**EXERCISE DIRECTIONS**
Wherever the string "this" occurs in a line of these records, report that line.

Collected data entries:
◇ ◇ ◇ ◇ ◇ ◇ ◇

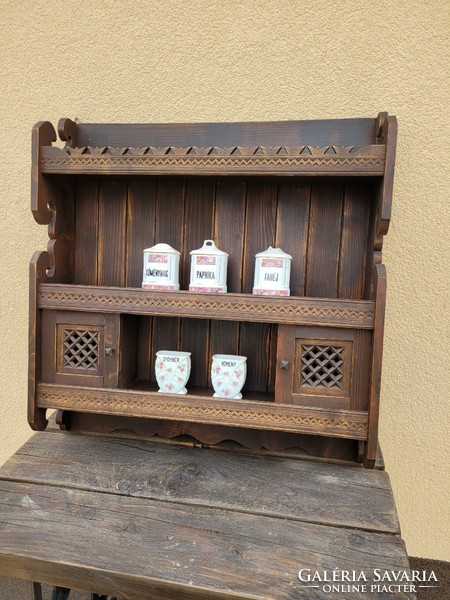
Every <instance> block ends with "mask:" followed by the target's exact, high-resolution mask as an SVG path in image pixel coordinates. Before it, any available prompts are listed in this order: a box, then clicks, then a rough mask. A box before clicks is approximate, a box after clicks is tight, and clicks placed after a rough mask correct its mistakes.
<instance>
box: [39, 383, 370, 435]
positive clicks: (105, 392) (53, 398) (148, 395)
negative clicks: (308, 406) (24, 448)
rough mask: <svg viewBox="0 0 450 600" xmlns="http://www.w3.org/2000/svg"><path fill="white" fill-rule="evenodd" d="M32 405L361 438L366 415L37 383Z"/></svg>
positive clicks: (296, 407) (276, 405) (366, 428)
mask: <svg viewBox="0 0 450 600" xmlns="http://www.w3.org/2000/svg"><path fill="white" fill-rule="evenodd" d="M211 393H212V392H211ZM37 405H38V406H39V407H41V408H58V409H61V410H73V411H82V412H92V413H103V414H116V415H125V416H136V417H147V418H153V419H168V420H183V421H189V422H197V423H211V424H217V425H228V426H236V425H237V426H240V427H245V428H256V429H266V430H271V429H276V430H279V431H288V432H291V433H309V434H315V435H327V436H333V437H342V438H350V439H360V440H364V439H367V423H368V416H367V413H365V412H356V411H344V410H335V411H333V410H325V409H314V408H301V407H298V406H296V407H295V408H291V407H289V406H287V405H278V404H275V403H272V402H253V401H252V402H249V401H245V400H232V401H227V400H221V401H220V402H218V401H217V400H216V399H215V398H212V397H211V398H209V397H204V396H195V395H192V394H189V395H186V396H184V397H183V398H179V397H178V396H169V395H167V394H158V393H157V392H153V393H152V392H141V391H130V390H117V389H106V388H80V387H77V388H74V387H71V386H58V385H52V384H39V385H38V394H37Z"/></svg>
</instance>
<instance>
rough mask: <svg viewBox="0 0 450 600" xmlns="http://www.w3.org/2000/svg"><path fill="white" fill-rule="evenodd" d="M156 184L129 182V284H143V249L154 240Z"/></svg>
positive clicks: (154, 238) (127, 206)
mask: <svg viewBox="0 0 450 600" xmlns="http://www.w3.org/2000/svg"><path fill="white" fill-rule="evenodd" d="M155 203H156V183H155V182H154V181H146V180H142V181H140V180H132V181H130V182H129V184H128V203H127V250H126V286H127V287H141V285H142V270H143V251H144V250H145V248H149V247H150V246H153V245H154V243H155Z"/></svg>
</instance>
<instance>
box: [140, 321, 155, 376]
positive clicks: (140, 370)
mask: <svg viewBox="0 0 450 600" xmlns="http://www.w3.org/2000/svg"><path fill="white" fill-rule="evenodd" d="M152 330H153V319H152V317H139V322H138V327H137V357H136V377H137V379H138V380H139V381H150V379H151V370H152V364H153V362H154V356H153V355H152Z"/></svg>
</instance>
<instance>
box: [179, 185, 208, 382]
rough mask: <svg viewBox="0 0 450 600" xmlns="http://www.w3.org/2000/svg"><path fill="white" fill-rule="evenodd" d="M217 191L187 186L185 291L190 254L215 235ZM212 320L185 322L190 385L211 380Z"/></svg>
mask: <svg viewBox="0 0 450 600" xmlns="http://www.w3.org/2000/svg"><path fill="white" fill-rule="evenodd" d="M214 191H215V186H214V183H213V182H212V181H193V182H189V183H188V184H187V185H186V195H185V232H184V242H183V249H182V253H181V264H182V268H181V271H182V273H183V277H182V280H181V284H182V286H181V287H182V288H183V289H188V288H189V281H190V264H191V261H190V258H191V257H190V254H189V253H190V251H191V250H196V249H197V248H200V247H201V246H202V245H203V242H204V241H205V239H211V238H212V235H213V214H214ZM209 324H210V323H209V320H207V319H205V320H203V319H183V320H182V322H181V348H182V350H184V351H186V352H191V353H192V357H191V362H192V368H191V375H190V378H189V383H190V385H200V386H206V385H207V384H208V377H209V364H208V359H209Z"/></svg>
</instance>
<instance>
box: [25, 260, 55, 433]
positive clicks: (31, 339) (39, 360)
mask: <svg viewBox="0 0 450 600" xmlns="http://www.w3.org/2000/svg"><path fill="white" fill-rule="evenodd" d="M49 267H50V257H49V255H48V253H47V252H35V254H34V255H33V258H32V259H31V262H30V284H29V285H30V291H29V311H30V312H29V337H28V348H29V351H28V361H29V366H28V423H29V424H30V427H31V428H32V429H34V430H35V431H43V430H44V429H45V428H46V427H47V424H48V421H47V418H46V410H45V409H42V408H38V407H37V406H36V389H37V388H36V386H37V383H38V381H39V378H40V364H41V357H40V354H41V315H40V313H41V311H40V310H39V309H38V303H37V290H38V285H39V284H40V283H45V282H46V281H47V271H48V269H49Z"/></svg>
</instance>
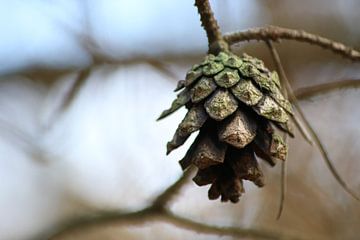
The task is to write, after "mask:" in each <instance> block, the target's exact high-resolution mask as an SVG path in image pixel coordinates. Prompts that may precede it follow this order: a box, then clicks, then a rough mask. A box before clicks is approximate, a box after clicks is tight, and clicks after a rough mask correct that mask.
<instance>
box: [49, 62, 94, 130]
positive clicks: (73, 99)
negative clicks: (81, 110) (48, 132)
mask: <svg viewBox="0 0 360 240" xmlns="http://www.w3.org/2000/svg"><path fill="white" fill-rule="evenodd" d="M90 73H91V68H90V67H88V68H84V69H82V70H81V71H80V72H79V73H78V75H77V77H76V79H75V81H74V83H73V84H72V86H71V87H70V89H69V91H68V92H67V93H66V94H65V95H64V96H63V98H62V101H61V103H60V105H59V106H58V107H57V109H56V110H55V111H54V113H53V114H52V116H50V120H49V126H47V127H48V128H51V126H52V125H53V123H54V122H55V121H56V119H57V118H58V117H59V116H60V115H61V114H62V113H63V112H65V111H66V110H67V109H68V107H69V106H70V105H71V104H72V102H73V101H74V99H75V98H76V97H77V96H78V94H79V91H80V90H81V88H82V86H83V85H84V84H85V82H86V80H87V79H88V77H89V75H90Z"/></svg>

◇ ◇ ◇ ◇ ◇ ◇ ◇

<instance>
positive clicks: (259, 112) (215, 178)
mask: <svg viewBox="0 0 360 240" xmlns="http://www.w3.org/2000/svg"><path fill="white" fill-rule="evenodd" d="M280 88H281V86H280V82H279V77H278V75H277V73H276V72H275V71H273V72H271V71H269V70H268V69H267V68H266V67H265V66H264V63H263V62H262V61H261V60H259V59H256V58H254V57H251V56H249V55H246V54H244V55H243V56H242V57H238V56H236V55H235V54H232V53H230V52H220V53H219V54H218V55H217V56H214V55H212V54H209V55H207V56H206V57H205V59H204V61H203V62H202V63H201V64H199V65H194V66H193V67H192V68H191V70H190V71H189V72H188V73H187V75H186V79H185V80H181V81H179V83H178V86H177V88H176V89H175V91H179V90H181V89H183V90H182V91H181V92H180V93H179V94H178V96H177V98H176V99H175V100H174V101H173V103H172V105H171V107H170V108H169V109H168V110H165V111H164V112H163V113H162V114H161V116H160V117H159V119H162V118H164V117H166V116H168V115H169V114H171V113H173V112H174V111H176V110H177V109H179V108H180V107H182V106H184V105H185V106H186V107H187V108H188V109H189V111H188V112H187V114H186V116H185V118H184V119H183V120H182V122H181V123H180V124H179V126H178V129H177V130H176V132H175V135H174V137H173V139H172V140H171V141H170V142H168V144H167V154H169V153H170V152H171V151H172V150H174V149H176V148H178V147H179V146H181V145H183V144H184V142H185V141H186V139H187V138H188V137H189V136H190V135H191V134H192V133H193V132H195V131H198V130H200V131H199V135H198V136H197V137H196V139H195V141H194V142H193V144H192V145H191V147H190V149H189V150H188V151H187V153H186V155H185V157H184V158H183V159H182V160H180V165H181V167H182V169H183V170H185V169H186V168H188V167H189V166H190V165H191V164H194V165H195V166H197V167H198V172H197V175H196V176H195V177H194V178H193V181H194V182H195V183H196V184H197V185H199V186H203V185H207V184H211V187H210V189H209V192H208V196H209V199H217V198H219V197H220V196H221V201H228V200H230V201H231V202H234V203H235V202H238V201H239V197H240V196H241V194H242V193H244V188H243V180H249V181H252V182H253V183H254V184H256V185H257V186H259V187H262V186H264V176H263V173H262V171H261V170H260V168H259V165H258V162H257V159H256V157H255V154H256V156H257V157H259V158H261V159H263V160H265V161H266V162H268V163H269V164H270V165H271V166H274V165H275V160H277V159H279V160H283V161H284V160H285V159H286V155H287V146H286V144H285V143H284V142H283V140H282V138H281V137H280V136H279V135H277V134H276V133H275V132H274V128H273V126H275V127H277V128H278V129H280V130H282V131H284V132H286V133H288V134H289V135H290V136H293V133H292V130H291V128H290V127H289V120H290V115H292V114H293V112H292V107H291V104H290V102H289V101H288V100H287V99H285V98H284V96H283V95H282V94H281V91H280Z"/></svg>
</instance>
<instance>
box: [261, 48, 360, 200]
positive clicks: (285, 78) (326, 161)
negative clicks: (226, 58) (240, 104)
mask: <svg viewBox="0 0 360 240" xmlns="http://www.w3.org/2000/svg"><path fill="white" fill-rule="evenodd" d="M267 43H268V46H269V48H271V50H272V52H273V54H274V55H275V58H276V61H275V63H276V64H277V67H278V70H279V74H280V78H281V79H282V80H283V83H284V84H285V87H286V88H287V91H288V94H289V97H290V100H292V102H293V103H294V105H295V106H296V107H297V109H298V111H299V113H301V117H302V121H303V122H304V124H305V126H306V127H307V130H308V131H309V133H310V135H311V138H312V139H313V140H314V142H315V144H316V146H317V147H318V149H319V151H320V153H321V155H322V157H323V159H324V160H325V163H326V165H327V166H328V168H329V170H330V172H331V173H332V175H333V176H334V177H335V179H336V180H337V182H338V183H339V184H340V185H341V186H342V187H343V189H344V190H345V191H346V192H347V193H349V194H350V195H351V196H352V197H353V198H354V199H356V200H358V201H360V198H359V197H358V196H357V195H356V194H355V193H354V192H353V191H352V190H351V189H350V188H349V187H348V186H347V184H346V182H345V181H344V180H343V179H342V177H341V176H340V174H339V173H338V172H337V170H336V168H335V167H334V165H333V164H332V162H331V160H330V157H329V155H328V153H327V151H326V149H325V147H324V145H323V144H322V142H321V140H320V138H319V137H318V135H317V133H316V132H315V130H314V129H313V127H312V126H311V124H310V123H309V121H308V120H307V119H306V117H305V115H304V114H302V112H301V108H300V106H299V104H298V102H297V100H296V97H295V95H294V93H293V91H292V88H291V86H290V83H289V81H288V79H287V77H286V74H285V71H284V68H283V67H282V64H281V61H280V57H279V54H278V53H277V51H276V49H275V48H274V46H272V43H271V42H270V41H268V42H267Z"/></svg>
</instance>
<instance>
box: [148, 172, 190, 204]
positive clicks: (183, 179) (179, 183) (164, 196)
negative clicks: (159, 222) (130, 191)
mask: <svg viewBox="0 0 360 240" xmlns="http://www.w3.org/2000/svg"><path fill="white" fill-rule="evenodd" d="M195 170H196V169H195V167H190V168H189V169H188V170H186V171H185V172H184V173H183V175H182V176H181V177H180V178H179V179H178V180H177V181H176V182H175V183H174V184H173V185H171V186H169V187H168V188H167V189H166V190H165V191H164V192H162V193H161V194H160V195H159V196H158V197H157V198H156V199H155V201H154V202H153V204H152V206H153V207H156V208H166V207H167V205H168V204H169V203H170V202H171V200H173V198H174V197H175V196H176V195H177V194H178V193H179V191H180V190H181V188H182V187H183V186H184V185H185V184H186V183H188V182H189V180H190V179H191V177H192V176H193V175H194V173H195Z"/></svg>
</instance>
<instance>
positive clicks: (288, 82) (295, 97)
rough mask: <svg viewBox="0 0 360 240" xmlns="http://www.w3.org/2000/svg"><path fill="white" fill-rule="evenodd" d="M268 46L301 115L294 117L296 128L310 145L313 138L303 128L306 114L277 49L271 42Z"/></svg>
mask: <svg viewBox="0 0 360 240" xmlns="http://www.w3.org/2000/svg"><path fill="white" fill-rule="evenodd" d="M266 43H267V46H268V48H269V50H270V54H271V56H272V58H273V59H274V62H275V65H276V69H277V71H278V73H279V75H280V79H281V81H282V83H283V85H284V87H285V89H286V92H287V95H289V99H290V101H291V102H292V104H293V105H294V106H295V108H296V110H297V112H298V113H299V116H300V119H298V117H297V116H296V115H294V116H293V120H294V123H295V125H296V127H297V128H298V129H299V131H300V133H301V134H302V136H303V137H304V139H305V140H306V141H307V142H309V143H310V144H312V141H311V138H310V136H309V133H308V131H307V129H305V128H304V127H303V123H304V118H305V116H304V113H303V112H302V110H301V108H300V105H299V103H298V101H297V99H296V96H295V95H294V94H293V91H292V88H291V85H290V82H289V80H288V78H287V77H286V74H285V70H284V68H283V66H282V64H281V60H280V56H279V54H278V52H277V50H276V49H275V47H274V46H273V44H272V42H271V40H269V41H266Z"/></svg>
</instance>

◇ ◇ ◇ ◇ ◇ ◇ ◇

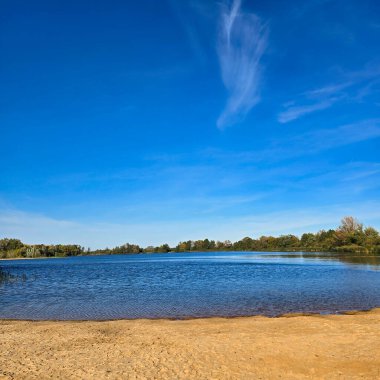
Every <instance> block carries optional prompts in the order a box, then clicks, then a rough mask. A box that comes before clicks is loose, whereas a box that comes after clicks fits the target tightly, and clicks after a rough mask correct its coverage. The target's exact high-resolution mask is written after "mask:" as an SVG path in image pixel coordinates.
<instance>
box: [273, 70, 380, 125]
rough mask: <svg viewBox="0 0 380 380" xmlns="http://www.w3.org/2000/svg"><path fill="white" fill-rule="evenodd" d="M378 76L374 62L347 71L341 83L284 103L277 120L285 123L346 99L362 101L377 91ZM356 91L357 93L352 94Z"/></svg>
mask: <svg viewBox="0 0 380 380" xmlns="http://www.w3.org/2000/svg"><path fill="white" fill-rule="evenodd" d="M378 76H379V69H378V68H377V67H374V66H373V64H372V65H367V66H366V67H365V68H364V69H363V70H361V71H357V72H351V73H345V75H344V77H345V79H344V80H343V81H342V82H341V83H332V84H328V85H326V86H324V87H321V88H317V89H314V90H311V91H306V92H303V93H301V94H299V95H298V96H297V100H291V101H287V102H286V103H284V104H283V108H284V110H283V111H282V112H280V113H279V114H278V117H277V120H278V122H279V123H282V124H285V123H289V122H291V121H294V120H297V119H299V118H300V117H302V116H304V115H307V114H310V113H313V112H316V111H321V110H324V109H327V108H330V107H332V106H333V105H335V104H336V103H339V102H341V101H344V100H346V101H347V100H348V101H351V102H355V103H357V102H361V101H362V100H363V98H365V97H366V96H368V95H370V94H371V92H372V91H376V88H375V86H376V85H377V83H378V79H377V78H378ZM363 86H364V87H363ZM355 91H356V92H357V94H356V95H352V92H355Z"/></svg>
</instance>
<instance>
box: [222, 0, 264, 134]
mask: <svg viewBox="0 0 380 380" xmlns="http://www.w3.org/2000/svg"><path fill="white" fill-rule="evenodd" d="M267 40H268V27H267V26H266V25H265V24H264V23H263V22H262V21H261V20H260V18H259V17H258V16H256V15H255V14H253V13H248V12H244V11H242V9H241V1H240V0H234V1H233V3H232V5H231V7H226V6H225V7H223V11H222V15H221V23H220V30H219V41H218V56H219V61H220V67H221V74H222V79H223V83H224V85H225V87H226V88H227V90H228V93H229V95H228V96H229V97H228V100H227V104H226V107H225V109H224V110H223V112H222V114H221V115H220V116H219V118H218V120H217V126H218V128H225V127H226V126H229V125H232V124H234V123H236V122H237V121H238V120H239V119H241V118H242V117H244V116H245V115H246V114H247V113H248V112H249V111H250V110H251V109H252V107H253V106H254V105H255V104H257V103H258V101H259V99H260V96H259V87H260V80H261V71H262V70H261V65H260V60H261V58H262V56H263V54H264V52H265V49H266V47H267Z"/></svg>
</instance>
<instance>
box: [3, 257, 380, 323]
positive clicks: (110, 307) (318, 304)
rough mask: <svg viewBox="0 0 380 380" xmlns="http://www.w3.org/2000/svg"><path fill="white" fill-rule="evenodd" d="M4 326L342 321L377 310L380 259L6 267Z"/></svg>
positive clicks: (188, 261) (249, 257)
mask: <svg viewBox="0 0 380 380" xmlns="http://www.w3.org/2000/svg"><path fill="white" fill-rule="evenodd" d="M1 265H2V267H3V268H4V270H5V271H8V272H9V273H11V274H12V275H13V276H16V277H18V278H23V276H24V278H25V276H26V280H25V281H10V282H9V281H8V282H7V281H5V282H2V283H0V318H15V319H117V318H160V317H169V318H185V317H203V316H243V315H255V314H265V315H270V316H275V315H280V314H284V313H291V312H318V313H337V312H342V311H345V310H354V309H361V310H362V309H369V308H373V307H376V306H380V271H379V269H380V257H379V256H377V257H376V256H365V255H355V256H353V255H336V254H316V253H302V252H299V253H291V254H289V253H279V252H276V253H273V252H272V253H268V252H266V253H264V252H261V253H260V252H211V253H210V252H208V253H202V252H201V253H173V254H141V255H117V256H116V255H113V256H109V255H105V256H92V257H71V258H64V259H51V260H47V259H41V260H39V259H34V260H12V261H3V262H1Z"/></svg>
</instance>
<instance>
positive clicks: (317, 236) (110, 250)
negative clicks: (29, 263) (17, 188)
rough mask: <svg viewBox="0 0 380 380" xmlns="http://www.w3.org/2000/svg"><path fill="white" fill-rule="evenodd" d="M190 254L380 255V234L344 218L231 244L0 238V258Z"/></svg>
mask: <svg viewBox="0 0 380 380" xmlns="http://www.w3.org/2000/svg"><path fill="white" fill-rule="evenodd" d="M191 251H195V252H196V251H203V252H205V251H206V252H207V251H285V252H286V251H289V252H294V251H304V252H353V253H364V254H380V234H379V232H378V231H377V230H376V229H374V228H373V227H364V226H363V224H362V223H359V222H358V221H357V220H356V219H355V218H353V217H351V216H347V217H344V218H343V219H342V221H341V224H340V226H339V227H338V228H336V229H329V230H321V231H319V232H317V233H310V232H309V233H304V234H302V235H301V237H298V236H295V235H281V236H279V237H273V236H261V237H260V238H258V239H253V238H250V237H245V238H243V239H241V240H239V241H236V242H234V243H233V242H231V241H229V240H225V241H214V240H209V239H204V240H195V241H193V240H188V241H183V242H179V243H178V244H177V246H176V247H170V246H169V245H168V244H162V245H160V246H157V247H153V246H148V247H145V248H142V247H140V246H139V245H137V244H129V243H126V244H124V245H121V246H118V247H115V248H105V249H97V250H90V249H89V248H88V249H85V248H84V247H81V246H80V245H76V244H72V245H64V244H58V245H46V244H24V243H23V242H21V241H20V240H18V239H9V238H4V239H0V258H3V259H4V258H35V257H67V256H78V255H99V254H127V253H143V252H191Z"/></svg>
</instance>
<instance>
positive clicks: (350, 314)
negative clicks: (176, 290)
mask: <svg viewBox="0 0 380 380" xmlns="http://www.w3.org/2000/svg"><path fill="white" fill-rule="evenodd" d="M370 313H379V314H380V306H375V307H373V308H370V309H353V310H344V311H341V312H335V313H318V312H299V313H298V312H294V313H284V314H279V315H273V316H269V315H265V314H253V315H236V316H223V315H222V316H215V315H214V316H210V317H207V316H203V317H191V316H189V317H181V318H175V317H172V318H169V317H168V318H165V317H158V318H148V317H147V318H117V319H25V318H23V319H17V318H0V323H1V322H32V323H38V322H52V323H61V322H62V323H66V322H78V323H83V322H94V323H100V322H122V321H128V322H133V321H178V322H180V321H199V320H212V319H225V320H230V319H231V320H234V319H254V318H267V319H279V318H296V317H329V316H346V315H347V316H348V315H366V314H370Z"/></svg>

◇ ◇ ◇ ◇ ◇ ◇ ◇

**ANSWER BOX**
Every <instance> block ends with "mask:" followed by the target's exact, high-resolution mask as an SVG path in image pixel coordinates. Before it, any available prompts are listed in this order: a box, then clicks, then a rough mask. A box before clicks is approximate, a box after clicks is tight, and clicks placed after a rough mask correct its mistakes.
The task is to write, after "mask:" in each <instance> block, the target's exact high-resolution mask as an SVG path in image pixel coordinates. Prompts that may precede it follow this order: a box, then clicks, then a rough mask. A box before clicks is approximate, a box after clicks is tight, and clicks after a rough mask correct that mask.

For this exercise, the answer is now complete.